Requirement =>
Make an exact copy of all the data.

[Dataset entries]
______

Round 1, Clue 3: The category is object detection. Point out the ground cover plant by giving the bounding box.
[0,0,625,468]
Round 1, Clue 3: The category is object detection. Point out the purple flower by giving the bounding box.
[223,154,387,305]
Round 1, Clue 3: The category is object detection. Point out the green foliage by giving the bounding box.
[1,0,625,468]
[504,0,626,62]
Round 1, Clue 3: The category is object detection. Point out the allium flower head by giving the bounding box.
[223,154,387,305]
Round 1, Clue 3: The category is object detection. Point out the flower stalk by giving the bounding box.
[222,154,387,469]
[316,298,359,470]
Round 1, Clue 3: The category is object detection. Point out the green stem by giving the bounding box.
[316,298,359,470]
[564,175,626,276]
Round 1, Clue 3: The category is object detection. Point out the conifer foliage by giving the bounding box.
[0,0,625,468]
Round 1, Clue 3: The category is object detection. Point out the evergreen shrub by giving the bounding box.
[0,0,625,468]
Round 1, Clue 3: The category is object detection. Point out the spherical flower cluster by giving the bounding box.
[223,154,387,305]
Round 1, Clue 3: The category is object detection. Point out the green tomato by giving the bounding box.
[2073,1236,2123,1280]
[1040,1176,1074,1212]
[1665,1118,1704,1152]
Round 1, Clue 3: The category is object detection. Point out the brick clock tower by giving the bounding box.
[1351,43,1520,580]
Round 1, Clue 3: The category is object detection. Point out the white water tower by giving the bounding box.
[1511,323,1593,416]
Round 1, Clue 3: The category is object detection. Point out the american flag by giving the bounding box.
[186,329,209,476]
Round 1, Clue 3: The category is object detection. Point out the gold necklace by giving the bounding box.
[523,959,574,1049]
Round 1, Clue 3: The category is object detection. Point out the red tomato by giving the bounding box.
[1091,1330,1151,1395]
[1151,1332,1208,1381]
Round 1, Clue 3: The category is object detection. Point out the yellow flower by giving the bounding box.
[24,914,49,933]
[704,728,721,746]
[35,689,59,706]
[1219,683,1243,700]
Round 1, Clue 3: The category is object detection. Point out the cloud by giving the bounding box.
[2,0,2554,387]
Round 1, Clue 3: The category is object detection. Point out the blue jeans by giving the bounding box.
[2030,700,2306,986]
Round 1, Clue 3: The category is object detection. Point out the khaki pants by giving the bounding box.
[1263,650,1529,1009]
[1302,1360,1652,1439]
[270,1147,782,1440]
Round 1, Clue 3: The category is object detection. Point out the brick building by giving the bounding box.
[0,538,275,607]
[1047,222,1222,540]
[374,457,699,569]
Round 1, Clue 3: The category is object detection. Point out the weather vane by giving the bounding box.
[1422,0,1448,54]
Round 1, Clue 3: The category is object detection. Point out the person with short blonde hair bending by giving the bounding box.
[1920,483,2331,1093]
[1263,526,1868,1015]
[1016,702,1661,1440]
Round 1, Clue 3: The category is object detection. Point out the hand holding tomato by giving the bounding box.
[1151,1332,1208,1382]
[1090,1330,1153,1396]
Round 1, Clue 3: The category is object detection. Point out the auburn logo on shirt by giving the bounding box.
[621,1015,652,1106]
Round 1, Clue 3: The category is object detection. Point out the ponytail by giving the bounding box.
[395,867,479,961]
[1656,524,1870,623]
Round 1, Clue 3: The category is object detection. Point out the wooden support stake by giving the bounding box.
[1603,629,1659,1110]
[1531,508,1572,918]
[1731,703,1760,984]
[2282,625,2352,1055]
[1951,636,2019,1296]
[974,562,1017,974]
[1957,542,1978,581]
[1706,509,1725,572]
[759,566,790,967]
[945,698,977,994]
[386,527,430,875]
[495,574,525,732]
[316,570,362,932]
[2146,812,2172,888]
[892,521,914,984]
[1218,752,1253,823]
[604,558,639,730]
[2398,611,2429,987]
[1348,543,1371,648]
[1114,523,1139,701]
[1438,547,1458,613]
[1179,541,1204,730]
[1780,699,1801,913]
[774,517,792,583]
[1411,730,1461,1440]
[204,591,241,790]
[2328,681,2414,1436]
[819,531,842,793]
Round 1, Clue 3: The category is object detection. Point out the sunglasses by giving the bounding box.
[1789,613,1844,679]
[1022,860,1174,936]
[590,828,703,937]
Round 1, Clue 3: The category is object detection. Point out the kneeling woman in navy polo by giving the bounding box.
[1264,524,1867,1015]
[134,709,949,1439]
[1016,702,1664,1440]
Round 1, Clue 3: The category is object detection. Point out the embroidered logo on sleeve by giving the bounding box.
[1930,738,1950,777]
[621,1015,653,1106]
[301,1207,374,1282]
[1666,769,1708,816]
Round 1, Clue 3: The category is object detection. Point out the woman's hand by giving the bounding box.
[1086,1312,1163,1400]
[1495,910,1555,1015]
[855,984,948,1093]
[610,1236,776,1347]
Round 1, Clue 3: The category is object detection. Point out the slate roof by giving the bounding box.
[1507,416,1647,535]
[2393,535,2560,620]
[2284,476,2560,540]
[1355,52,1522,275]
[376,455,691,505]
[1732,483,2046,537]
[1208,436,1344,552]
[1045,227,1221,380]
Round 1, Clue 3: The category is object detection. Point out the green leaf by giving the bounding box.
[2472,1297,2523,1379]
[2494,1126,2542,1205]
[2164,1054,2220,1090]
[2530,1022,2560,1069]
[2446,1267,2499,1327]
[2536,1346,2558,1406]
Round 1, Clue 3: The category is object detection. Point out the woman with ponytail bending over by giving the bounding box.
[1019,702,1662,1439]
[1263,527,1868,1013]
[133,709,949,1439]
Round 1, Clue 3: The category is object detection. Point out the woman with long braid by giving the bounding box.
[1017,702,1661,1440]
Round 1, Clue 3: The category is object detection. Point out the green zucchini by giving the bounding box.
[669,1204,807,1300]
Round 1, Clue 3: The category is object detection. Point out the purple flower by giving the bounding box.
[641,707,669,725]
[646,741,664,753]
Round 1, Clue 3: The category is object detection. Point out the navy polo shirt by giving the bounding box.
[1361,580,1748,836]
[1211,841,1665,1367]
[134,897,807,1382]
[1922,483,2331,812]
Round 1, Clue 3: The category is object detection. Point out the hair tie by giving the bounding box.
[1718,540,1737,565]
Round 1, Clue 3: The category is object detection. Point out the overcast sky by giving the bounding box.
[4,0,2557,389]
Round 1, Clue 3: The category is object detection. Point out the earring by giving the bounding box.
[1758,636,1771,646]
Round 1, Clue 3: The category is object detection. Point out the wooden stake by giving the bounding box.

______

Answer below =>
Round 1, Clue 3: The category is object detection. Point out the ground cover plant by giving the bounding box.
[0,0,625,468]
Round 1, Clue 3: The category is object detection. Point out the purple flower by giving the bounding box.
[223,154,387,305]
Round 1, Clue 3: The category is object detection. Point out the green foliage by giving the bounding box.
[1,0,625,468]
[504,0,626,62]
Round 1, Clue 3: The category is object detection. Point out the allium flower head by giving the bounding box.
[223,154,387,305]
Round 1, Clue 3: The category is object detection. Point out the flower stalk by giving the bounding box.
[222,154,387,469]
[316,298,359,470]
Round 1, Clue 3: The category is object detection. Point out the green stem by giving the bounding box.
[316,298,359,470]
[564,175,626,276]
Round 1, Clue 3: The category is object detection. Point out the conifer foliage by giving the bounding box.
[0,0,625,468]
Round 1, Clue 3: The category is object detection. Point out the evergreen shrub by giving the bounding box.
[0,0,625,468]
Round 1, Clue 3: The category is object detection. Point out the spherical flower cluster by giving the bounding box.
[223,154,387,305]
Round 1, Clue 3: The category is object detection. Point out the green tomato by giving the bounding box.
[2073,1236,2123,1280]
[1040,1176,1074,1212]
[1665,1118,1704,1152]
Round 1, Clue 3: The category is object detection. Point out the brick clock tower by giving the bounding box.
[1351,43,1520,580]
Round 1, Clue 3: The category is object detection. Point out the white water tower by giving the bounding box.
[1511,323,1593,416]
Round 1, Clue 3: The category is object detection. Point out the american flag by giving the bounding box.
[186,329,209,476]
Round 1, Clue 3: The category is object detection. Point out the gold necklace by giving the bounding box.
[523,959,574,1049]
Round 1, Clue 3: The category is object detection. Point out the red tomato by giving the bounding box.
[1091,1330,1151,1395]
[1151,1332,1208,1381]
Round 1, Clue 3: The category is object detection. Point out the yellow flower by giving the bounding box.
[24,914,49,933]
[704,728,721,746]
[35,689,59,706]
[1219,683,1243,700]
Round 1, Clue 3: The category is object detection. Point out the cloud by giving the bounding box.
[2,0,2554,387]
Round 1, Clue 3: The category is object detection. Point out the blue jeans by giving the bounding box.
[2030,700,2306,986]
Round 1, Clue 3: The category is object detection. Point out the khaki pants by giving the bounding box.
[1263,650,1529,1009]
[1302,1360,1652,1439]
[270,1147,782,1440]
Round 1, Clue 3: The category is object detection. Point out the brick building by giving the bounding box.
[0,538,275,607]
[1047,222,1222,540]
[374,457,699,569]
Round 1, Clue 3: The category is object detection. Point out the weather vane by giving the bounding box.
[1422,0,1448,54]
Round 1, Clue 3: The category is object detection. Point out the person with short blonde hair bending by giving the bounding box.
[1920,483,2331,1093]
[1263,526,1868,1015]
[1016,702,1661,1440]
Round 1, Clue 3: The category is object detection. Point out the hand holding tomato by giving the bounding box.
[1151,1332,1208,1382]
[1090,1330,1153,1396]
Round 1, Clue 3: The category is object detection. Point out the auburn logo on shirt by giving the bounding box.
[621,1015,652,1106]
Round 1, Clue 3: The category is object detection. Point out the ponytail by giving the bounding box.
[395,867,479,961]
[1656,524,1870,623]
Round 1, Clue 3: The category is object detection. Point out the wooden support stake by giving the bounding box.
[1603,629,1659,1110]
[1531,508,1572,918]
[1731,703,1760,984]
[2282,625,2352,1055]
[1951,636,2019,1296]
[974,562,1017,974]
[1957,542,1978,581]
[1706,509,1725,572]
[759,566,790,967]
[945,698,977,994]
[386,527,430,875]
[495,574,525,732]
[316,570,362,932]
[2146,812,2172,888]
[892,521,914,984]
[1218,752,1253,823]
[604,558,639,730]
[2398,611,2429,987]
[1348,543,1371,648]
[1114,523,1139,701]
[1438,547,1458,613]
[1179,541,1204,730]
[1780,699,1801,913]
[774,517,792,583]
[1411,730,1461,1440]
[204,591,241,790]
[2328,681,2414,1436]
[819,531,842,793]
Round 1, Clue 3: The category is object detection. Point out the sunglasses by giving the bounding box.
[1789,613,1844,679]
[1022,860,1174,936]
[590,828,703,937]
Round 1, Clue 3: The category is object detection. Point out the kneeling woman in navy polo by giving the bounding box.
[1264,524,1867,1015]
[134,709,949,1439]
[1016,702,1664,1440]
Round 1, Clue 3: The category is object detection. Point out the embroidered logo on sleeve by giving the bounding box.
[1930,738,1950,777]
[621,1015,653,1106]
[301,1207,374,1282]
[1666,769,1708,816]
Round 1, Clue 3: The category is object detection. Point out the woman's hand by giving the bounding box.
[1086,1312,1163,1400]
[1495,910,1555,1015]
[855,984,948,1093]
[610,1236,776,1347]
Round 1, Clue 3: The category is object detection. Point out the slate roof by giving the bounding box.
[1507,416,1647,535]
[2393,535,2560,620]
[2284,476,2560,540]
[1355,52,1522,275]
[376,455,691,505]
[1732,483,2046,537]
[1208,436,1344,552]
[1045,227,1221,380]
Round 1, Clue 3: The category is object detection. Point out the green leaf by giving the bounding box.
[2472,1297,2523,1379]
[2494,1126,2542,1205]
[2164,1054,2220,1090]
[2530,1022,2560,1069]
[2446,1267,2499,1327]
[2536,1346,2558,1406]
Round 1, Clue 3: The category is object detection. Point out the woman with ponytail bending over by giving the bounding box.
[1019,702,1662,1439]
[1263,527,1868,1013]
[133,709,949,1439]
Round 1, Clue 3: The category is object detection. Point out the woman with long braid by giving the bounding box.
[1017,702,1661,1440]
Round 1, Clue 3: The category is object detection. Point out the green zucchini by giving the bounding box.
[669,1204,807,1300]
Round 1, Clue 3: The category is object detection. Point out the purple flower by giving the bounding box.
[641,707,669,725]
[646,741,664,753]
Round 1, Clue 3: The category is object detection. Point out the navy polo shirt by giving the bounding box.
[1361,580,1748,836]
[1211,841,1665,1367]
[134,897,807,1382]
[1922,483,2331,812]
Round 1, Clue 3: The category is object detection. Point out the hair tie by giving the bounding box.
[1718,540,1737,565]
Round 1, Clue 3: The category is object detection. Point out the overcast sky by giving the bounding box.
[4,0,2557,389]
Round 1, Clue 3: The category is object detection. Point out the earring by giving the bounding box.
[1758,636,1771,646]
Round 1, Clue 3: The category is object detection. Point out the wooden stake by giving the bounding box.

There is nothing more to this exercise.